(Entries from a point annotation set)

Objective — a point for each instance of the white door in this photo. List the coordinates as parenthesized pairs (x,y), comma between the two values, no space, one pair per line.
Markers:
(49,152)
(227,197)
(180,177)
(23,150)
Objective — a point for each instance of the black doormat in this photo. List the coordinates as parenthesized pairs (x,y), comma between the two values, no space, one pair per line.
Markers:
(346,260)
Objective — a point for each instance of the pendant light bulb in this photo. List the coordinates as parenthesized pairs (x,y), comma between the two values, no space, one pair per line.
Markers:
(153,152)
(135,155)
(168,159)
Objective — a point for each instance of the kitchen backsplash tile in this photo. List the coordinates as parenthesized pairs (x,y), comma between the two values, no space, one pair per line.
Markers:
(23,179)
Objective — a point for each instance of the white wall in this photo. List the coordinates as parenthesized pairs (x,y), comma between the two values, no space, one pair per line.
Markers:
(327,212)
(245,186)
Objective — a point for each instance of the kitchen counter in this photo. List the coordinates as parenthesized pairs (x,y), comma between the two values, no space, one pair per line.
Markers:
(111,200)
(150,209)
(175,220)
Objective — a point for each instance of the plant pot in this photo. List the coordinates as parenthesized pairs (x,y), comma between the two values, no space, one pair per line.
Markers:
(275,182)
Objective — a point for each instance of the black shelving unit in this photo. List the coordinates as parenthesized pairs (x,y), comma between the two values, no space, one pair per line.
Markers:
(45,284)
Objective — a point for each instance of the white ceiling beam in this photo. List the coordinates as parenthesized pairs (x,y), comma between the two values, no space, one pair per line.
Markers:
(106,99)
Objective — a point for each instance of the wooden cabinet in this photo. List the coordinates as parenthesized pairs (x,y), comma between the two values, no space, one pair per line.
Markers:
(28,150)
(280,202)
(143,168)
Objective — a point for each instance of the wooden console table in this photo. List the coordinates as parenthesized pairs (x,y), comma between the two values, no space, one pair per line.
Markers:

→ INSTRUCTIONS FOR THE TASK
Update every one of these lines by replacing "Markers" with "Points" wherever it occurs. Leave everything else unchanged.

→ TASK OUTPUT
Objective — a point for each instance of the white door in this photo. List the coordinates as parenthesized pairs (x,y), comma between the two values, no space, one pair per line.
Points:
(49,152)
(227,197)
(180,177)
(23,150)
Objective — a point for each instance of the black doormat in this photo. List the coordinates as parenthesized pairs (x,y), comma between the two values, no space, one pair per line.
Points:
(346,260)
Objective — a point for each instance of the pendant light bulb in this photo. List the coordinates as parenthesized pairs (x,y), comma between the two values, no space, one pair per line.
Points:
(153,152)
(135,155)
(168,159)
Objective — a point for each instance of the kitchen backsplash tile in this photo. List the coordinates as parenthesized pairs (x,y), comma between the two values, no space, one pair per line.
Points:
(23,179)
Objective — a point for each instance of the white wall in this photo. List the coordinates as parenthesized pairs (x,y), comma between the two values, no space, one pair per line.
Points:
(327,212)
(245,186)
Objective — a point for each instance of the kitchen counter in this photo. List the coordinates as parenthesized pairs (x,y), comma between the two values, no space, one pair per line.
Points:
(111,200)
(150,209)
(175,220)
Objective — a point for each instance of the plant pot in this photo. List the coordinates as parenthesized pairs (x,y), comma between the two values, no space, one pair per line.
Points:
(275,182)
Objective — a point for each instance of the black shelving unit in this photo. List the coordinates as parenthesized pairs (x,y), comma between the two values, no space, one pair per line.
Points:
(45,284)
Objective — a point for each instance of the white ceiling beam in this photo. List the coordinates as parenthesized pairs (x,y), comma between the two values, no space, one pair per line.
Points:
(106,99)
Objective — a point for each instance of the wooden cabinet in this photo. List the coordinates as parenthesized pairs (x,y), comma between the two values, no space, one pair per line.
Points:
(28,150)
(280,202)
(143,168)
Objective — a point for each instance of the wooden console table in this photo. List the coordinates as parenthesized pairs (x,y), comma between the two values, no space, one pair per line.
Points:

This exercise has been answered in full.